* _Written request_
Reproduce word for word the stretch of the book-progress text that opens with the words "I’d meant to" and closes with "for this book.".

* _Text extract_
###

I’d meant to really get started on my current book a week ago Monday, but with one thing and another it’s really only getting underway today. All I’ve managed in the last week is revising the 2.5 chapters I’d written as a proposal for this book.

Now, this is the fourth book in the Walker Papers series, and I wrote the proposal for it just a smidge under two years ago. Since then, I’ve written *well* over half a million words in five books and two major revisions. Going back is…somewhat painful. Not going back to Joanne, whose style of speech is easy to write, but going back to a proposal that I was (more than) a little brain-dead when I wrote in the first place, and which involves a character who’s grown up a lot more in the last two years since I’ve written her than she had in the couple weeks (at most) between finishing COYOTE DREAMS and writing this proposal.

I’d figured the break after COYOTE was as good a time as any to stop writing Jo for a while, ’cause there’s a certain amount of resolution to the end of book 3, and it would give me time to do something else and stretch my wings a bit, but I had *no idea* how good it would be for the character to give her some time to mature.

###

* _Information shown_

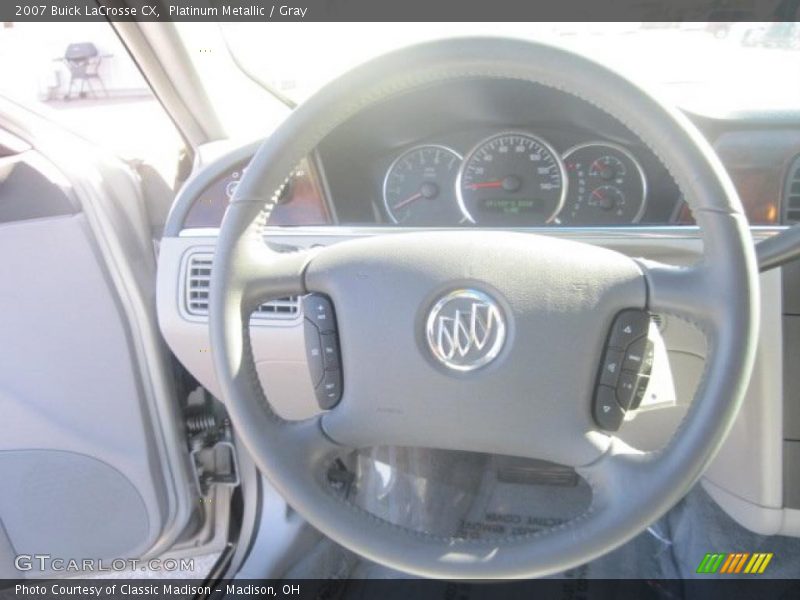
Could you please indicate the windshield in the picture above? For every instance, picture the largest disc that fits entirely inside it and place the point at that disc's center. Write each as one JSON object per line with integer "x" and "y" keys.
{"x": 710, "y": 68}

###

* _Response to the task_
I’d meant to really get started on my current book a week ago Monday, but with one thing and another it’s really only getting underway today. All I’ve managed in the last week is revising the 2.5 chapters I’d written as a proposal for this book.